┌─ INFORMATION SUPPLIED

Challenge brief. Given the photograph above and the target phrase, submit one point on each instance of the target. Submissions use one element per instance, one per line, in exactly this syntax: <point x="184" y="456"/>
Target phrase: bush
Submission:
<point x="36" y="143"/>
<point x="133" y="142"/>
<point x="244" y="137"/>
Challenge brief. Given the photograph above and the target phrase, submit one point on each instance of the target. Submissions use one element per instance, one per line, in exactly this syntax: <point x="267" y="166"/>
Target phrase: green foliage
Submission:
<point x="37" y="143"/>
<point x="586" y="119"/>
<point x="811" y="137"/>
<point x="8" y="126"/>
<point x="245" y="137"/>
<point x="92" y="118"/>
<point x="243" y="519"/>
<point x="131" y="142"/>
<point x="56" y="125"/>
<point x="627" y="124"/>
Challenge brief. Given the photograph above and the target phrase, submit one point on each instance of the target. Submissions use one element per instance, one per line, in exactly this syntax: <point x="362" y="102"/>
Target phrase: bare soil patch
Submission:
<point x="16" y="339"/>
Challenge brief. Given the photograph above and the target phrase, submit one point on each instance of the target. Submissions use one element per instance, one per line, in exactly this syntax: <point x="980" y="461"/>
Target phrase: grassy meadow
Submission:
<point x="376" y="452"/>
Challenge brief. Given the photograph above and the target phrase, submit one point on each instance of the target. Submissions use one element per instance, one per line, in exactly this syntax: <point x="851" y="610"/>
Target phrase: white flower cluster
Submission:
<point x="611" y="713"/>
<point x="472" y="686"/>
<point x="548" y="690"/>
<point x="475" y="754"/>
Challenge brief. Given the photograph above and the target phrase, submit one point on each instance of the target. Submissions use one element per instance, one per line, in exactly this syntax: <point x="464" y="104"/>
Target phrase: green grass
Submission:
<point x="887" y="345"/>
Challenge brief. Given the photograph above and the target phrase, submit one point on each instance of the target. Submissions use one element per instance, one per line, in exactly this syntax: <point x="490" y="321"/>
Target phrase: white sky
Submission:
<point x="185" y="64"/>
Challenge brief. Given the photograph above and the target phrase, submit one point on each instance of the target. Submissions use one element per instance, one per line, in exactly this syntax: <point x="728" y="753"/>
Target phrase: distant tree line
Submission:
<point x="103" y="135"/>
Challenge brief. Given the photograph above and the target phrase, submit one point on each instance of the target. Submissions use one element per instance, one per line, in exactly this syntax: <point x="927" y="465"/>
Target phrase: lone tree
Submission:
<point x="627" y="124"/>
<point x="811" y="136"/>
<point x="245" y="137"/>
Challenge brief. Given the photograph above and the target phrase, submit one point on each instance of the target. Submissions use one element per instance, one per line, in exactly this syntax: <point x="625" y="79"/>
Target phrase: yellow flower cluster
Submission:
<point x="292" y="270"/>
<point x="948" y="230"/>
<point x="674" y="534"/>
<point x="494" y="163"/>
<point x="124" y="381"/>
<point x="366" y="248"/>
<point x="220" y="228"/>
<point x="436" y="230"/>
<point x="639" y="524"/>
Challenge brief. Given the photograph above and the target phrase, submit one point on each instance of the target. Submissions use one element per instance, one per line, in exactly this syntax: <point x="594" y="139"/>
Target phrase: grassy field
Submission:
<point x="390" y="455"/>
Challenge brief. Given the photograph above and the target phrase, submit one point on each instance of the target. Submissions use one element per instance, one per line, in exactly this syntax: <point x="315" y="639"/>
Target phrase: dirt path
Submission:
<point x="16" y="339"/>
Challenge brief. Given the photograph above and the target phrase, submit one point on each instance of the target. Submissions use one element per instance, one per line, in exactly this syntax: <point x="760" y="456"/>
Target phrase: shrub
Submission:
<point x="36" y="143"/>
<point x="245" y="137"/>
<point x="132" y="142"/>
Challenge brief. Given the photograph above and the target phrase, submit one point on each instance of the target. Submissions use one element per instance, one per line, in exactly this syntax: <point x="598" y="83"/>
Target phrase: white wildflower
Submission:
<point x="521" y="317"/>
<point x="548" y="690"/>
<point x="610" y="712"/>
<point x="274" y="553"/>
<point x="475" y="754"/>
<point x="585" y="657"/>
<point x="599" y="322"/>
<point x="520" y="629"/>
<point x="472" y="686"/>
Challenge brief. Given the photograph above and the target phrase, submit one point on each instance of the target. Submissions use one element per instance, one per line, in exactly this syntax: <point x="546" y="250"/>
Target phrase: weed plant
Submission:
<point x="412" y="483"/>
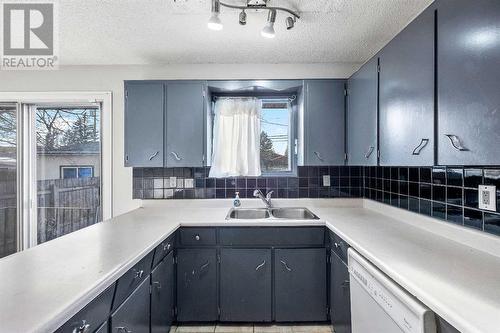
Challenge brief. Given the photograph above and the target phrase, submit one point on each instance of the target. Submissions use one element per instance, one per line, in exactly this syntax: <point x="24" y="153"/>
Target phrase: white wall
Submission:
<point x="110" y="78"/>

└─

## AIM OF THE TASK
Copy out all of the data word for word. Do not carry over any picture.

## CORRECT RESULT
Challenge brief. Given the photograph above and the target phrase, submit one point on each instance of the target. Submissions use one element per instance, one per line, in exactly this syntax: <point x="184" y="456"/>
Target phrase: bush
Submission:
<point x="36" y="143"/>
<point x="133" y="142"/>
<point x="244" y="137"/>
Challenge brief. Given the photograph above and the target phrase, submit one point on each instance of the target. Submissions use one element per instance, one per line, in exactly this syntax: <point x="267" y="166"/>
Target phrase: green foliage
Submission:
<point x="37" y="143"/>
<point x="586" y="119"/>
<point x="811" y="137"/>
<point x="8" y="126"/>
<point x="245" y="137"/>
<point x="92" y="118"/>
<point x="243" y="519"/>
<point x="131" y="142"/>
<point x="56" y="125"/>
<point x="627" y="124"/>
Challenge brief. Given the photograph above and the target phrase, submit one point on each instance of the target. Submissions use one element per instance, one per line, in exactly this syntax: <point x="362" y="102"/>
Target phrase: bare soil patch
Submission:
<point x="16" y="339"/>
Challenge brief. Given the photograph above and the target phrase, submit one point on each instance of the target. Submissions use one element per instance, one per line, in exactly this syntax: <point x="980" y="461"/>
Target phrase: grassy meadow
Submission:
<point x="376" y="452"/>
Challenge brief. Given the photograph above and the target phrase, submit one point on each instance of the target. Submissions use one element per instance, one per line, in exactly this syntax: <point x="851" y="610"/>
Target phrase: white flower cluster
Submission:
<point x="611" y="713"/>
<point x="472" y="686"/>
<point x="548" y="690"/>
<point x="475" y="754"/>
Challenge brief. Given the photograph above and the target phrase, submit one point on each instance of the target. Submissions use one element per instance, one per line, in exactly this syntax: <point x="464" y="104"/>
Target phrase: green grass
Submission:
<point x="887" y="345"/>
Challenge brief. Given the photograph above and the target phrase, submit one point on each instance of the target. Submissions use one element per instance, one per line, in exactly this syntax: <point x="490" y="321"/>
Target phrase: white sky
Submission:
<point x="185" y="64"/>
Challenge brief. Given the photograph above and the target phrase, submit one point on each instance of the target. Submissions use one element per instance, one per line, in exactly this syntax: <point x="728" y="753"/>
Target phrase: distant tree line
Submission:
<point x="103" y="135"/>
Challenge brief. Given the photograph above and the target phrase, submit one point on each instance of the target. Submissions use one element per instance, one per line, in exactly this syntax: <point x="927" y="465"/>
Target phrase: lone tree
Submission:
<point x="627" y="124"/>
<point x="811" y="136"/>
<point x="245" y="137"/>
Challenge brief. Given the photograph above and the target phrase, submit one point on each instance of the target. Submissions use one element per instance, one per line, in exactly this syntax: <point x="625" y="79"/>
Target phrase: yellow flower cluster
Submission:
<point x="292" y="270"/>
<point x="948" y="230"/>
<point x="674" y="534"/>
<point x="494" y="163"/>
<point x="124" y="381"/>
<point x="366" y="248"/>
<point x="220" y="228"/>
<point x="436" y="230"/>
<point x="639" y="524"/>
Challenge brief. Given the photograph above and the target phrase, submit one point on each instance of the target. Submissions use one element per instance, one per line, in exactly this syntax: <point x="594" y="139"/>
Target phrase: grassy field
Submission:
<point x="390" y="455"/>
Challenge brief. Given the photograph above and the target phrase, submit one point on each instance of the target. Submissions use one element per instance, one per line, in exactly this syntax: <point x="315" y="639"/>
Target phrase: dirt path
Submission:
<point x="16" y="339"/>
Challenge brief. Given the photograph above and the target phrase, submit one point on each instance of the target. Submissions use one element per instance, one per line, in exactly this syntax: <point x="760" y="456"/>
Target phrase: shrub
Submission:
<point x="36" y="143"/>
<point x="245" y="137"/>
<point x="132" y="142"/>
Challenge brief. Given the photograph above and the target phrase, submit one point on each instance of the target. Submissions use one element per instance, one per line, in exactly this syntax: <point x="598" y="83"/>
Target phrase: white wildflower
Submission:
<point x="521" y="317"/>
<point x="548" y="690"/>
<point x="610" y="712"/>
<point x="274" y="553"/>
<point x="475" y="754"/>
<point x="585" y="657"/>
<point x="599" y="322"/>
<point x="520" y="629"/>
<point x="472" y="686"/>
Challenge brief. Given the photograph above and the target phrase, submit one point on each instance of the target. Submissions use one element per instance, one per line, in exactly this syntax: <point x="546" y="250"/>
Target phrase: weed plant
Submission:
<point x="412" y="483"/>
Challenge brief. Given the photograph above and the target phrase, submit one point on each instance of the target. Submissions use one element per instance, one per line, in exactly this syntax: <point x="24" y="153"/>
Target phrase: white wall
Submission:
<point x="110" y="78"/>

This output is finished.